- [THE TASK]
All of the lines below should be copied word for word.

- [RECORDS SHOWN]
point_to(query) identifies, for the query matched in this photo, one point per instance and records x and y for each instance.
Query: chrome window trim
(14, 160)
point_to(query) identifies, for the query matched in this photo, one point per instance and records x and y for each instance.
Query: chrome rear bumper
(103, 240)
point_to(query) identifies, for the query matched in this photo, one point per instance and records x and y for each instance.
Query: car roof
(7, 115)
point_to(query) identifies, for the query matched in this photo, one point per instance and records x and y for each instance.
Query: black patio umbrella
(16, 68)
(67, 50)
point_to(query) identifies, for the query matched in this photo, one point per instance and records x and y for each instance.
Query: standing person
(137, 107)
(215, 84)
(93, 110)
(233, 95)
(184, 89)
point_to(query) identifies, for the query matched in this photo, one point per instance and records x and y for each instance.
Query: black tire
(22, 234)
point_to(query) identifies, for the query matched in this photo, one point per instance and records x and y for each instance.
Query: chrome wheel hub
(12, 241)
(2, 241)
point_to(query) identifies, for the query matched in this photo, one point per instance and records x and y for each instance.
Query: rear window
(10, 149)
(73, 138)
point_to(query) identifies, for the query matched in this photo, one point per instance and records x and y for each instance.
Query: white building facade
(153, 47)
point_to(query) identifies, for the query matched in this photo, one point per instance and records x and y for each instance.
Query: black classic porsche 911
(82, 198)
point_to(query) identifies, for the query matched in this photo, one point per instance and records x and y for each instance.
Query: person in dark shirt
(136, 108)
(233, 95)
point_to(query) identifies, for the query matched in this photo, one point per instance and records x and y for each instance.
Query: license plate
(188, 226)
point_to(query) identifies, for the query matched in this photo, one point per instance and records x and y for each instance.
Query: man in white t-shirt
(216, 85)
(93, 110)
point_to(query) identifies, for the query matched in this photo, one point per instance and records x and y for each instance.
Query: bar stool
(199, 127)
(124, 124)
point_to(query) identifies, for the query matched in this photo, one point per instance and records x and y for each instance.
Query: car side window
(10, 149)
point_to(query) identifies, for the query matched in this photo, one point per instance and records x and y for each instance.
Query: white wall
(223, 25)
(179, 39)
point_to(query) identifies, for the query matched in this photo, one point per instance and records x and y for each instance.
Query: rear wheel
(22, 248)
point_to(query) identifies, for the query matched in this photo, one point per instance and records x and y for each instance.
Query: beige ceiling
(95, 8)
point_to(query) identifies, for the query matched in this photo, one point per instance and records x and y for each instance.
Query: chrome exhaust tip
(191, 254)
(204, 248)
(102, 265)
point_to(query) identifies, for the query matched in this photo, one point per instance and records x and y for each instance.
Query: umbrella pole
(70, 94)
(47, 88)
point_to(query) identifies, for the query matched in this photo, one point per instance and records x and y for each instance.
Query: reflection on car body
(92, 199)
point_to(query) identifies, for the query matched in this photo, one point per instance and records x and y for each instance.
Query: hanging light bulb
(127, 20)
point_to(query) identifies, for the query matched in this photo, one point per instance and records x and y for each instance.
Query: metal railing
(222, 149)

- [SOLUTION TO THE PROBLEM]
point_to(query) identifies, for the query matched in this photo, one point per instance and records x and y for each instance.
Query: chrome window trim
(14, 160)
point_to(query) identifies, for the query matched in this photo, one point per instance and records x and y for each instance.
Query: chrome rear bumper
(103, 240)
point_to(query) identifies, for the query matched in this photo, one point per instance and records x and y for each instance.
Query: car roof
(7, 115)
point_to(query) identifies, for the query matched in this photo, one point per instance and records x and y for each instance.
Query: black patio umbrella
(16, 68)
(67, 50)
point_to(query) identifies, for the query matched in this photo, one point per instance and records x and y for each instance.
Query: standing person
(137, 107)
(215, 84)
(93, 110)
(233, 95)
(184, 89)
point_to(query) identifies, for the query matched in this photo, one point per instance and records x and y for each instance.
Query: black tire
(22, 234)
point_to(query) identifies, for the query matched in this photo, one point per instance and records x and y for each instance.
Query: chrome wheel hub
(12, 241)
(2, 241)
point_to(query) identifies, for the query matched in this photo, one point per instance and records x and y for each instance.
Query: rear window
(10, 149)
(73, 138)
point_to(query) identifies, for the query matched in this photo, one point per instance and records x and y for each instance.
Query: white building facade
(153, 47)
point_to(query) identifies, for the query matched in this photo, one point per instance and records x and y for each instance.
Query: black classic porsche 911
(82, 198)
point_to(query) identifies, for the query matched in this photo, one point per instance and records x and y for each instance.
Query: person in dark shirt
(136, 108)
(233, 95)
point_to(query) identifies, for the query matched in this photo, one point per instance and records x and y for each instance.
Query: license plate
(188, 226)
point_to(query) identifies, for the query matched in this photo, one point per instance and records x and y for each instance.
Query: man in white t-shirt
(216, 85)
(93, 110)
point_to(query) identifies, for the query matched in this photo, one point per instance and records x and y for each instance.
Query: bar stool
(199, 127)
(124, 124)
point_to(query) identifies, for the query matched in this photo, one point per instance and records x and y for each instance.
Query: car side window
(10, 149)
point_to(query) identifies, for the query matched in this photo, one point per instance and records x and y for each instance.
Query: white wall
(223, 25)
(179, 39)
point_to(query) identifies, for the query matched in this photo, one point per instance and records x and y for each instance.
Query: rear wheel
(22, 248)
point_to(query) identifies, for the query matched in this photo, one point per instance and records x and y for each instance.
Query: beige ceiling
(95, 8)
point_to(query) identifies, for the query matched in this photo, one point per instance and records x and y for each instance.
Query: chrome exhaust tip
(191, 254)
(204, 248)
(102, 265)
point_to(query) identifies, for the query matched in this photo, one point per instance and records x and y for each instance.
Query: umbrella pole
(70, 94)
(47, 88)
point_to(query) identifies, for the query matched in this photo, one point per instance and records x and y for each instance.
Query: reflection on car body
(92, 199)
point_to(query) identifies, for the query matched in this photo, one point per instance and records x and y for each instance.
Query: hanging light bulb
(127, 20)
point_to(query) identifies, for the query matched in this photo, one point per instance and records x and y for each instance.
Query: metal railing
(222, 149)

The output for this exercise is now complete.